Exercise aim:
Each line below should be restated word for word.

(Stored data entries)
◇ ◇ ◇

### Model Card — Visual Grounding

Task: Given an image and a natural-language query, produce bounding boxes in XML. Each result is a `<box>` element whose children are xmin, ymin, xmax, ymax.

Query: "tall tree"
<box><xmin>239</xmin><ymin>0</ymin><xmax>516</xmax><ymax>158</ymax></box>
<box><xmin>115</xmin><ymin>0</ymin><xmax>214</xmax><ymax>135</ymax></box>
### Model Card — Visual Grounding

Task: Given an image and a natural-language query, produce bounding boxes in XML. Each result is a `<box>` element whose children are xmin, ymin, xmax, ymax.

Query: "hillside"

◇ ◇ ◇

Answer to this task:
### Model Card — Visual Grounding

Task: Given an image and a natural-language query, produce bounding boxes in XML. Each result is a `<box>` element whose children are xmin, ymin, xmax, ymax.

Query: "tall tree"
<box><xmin>239</xmin><ymin>0</ymin><xmax>516</xmax><ymax>158</ymax></box>
<box><xmin>115</xmin><ymin>0</ymin><xmax>214</xmax><ymax>135</ymax></box>
### Model Card — Visual Grounding

Task: Given an image and a natural-language query, produce bounding boxes in XML. Each result is a `<box>` element whose children are xmin, ymin, xmax, ymax.

Query: "hillside"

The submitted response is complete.